STUDY TEXT:
>>>

A new twist in hybrid technology
In addition to the Butterfly Project, the invited guests had the opportunity to drive and evaluate a Spirit of Mobility bus equipped with a new electric launch assist hybrid system by Variable Torque Motors (VTM). This collaboration represents a break-through in system performance, weight and cost for the medium-duty bus market.

Ten years ago an idea for another type of hybrid electric motor design squarely struck entrepreneur, inventor and a founder of Variable Torque Motors (VTM) Larry Zepp, a man with 25 years of electric motor experience. The highly efficient and low maintenance traction motor he envisioned incorporates the VTM-patented magnetic field weakening method that pushes the rotating magnet rotor out of the stator coils, decoupling a portion of the magnets. The system slows the vehicle, reducing use of the brakes.

The hybrid-electric system Zepp designed is a launch assist system that attaches to the drive shaft and permits the vehicle to accelerate predominately on electric power up to 30 mph providing significant savings in fuel and emissions. The system stores and delivers generated electrical energy through the use of ultracapacitors by Maxwell Technologies.

A surprise in the business plan
The ARBOC Mobility business plan relied heavily on acceptance of the bus in paratransit and feeder route operation. However, separate from the present sales and marketing strategies and a surprise to ARBOC Mobility, the bus has caught the attention of a number of North American transit authorities from Calgary, AB, Canada, to Lubbock, TX.

“Because of the low-floor accessibility, agencies are considering the Spirit of Mobility for actual transit applications as much as paratransit,” says Don Roberts, ARBOC Mobility vice president, sales and marketing. “The features are ideal and the price enhances the seven-year, 200,000 mile life cycle.”

Since receiving its Altoona certification the Spirit of Mobility has garnered numerous contracts with bus sales and leasing companies throughout the United States and Canada, and one in Guam.

“These contracts have created a substantial order backlog,” says Roberts. “In a very short time span, the Spirit of Mobility bus is gaining tremendous acceptance and market penetration.”

ARBOC plays a vital role in the Spirit of Alexandria Foundation

Leah and Craig Bennett established the Spirit of Alexandria Foundation to remember their daughter Alexandria Bennett, the late granddaughter of ARBOC Mobility president, Jim Bartel. The foundation builds on the passion Alexandria held for nature in her young age. In cooperation with partners close to home and across the country, the foundation helps other children experience nature in the places Alexandria loved.

Alexandria’s Nature Buses are central to the mission. Bartel and ARBOC first developed the vehicles for use in Yellowstone National Park, WY, and as mobile classrooms for the Teton Science Schools, which has worked 40 years to connect children to nature through programs in remote areas of Greater Yellowstone. Many of the children in these areas have not had the opportunity to visit the ancient homes of their ancestors. Alexandria’s Nature Bus makes that possible.

Earlier this year the Howell Conference & Nature Center, Howell, MI, met with The Spirit of Alexandria Foundation to devise the second Spirit of Alexandria bus. Established in 1978, the Howell Nature Center provides wildlife rehabilitation and conservation education with their on-site and off-site programs. The center sees the nature bus as the perfect means to reacquaint children with nature. With the help of ARBOC Mobility and the many supporters of the foundation, the nature bus was completed and presented to the Howell Center at the Foundation’s Annual Golf Outing.

The Howell Nature Bus shows animals native to Michigan. The nature bus is available for any school to book for a classroom, and the foundation will provide grants for schools and teachers to experience the nature bus even in uneasy economic times.

The vision of The Spirit of Alexandria is to have nature buses as mobile classrooms  across the United States in nature centers or state parks to connect as many children as possible with nature, and to help them better experience the world around them.

<<<

Saved data entries:
>>>

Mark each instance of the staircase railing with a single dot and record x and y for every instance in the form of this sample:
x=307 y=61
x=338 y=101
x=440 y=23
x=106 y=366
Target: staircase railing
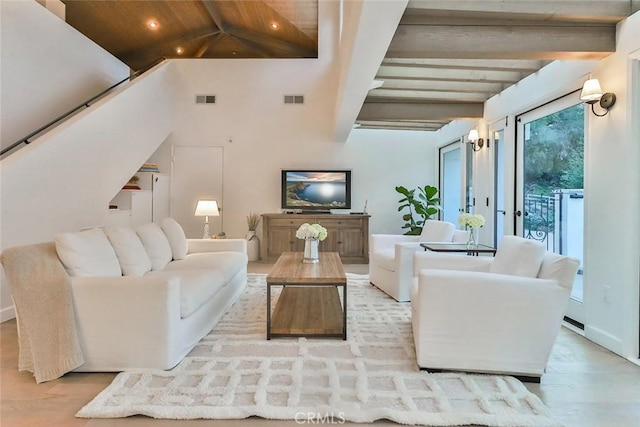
x=85 y=104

<<<

WHAT THIS EXERCISE ASKS:
1. Return the part of the ARBOC Mobility article from "Leah and Craig" to "places Alexandria loved.", word for word.
2. In the ARBOC Mobility article, up to what speed does the launch assist system let the vehicle accelerate mainly on electric power?

TASK-BY-TASK SOLUTIONS:
1.
Leah and Craig Bennett established the Spirit of Alexandria Foundation to remember their daughter Alexandria Bennett, the late granddaughter of ARBOC Mobility president, Jim Bartel. The foundation builds on the passion Alexandria held for nature in her young age. In cooperation with partners close to home and across the country, the foundation helps other children experience nature in the places Alexandria loved.

2. Up to 30 mph.